Material supplied START

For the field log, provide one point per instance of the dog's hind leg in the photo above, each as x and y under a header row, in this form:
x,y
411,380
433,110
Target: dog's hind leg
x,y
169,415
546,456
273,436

Material supplied END

## Problem details
For this exercise, write all the records out again exactly.

## Response below
For the field log, provide one point per instance of the dog's hind leg in the photo above, each as x and y under a header row, in this form:
x,y
411,380
433,110
Target: dog's hind leg
x,y
169,415
546,456
273,436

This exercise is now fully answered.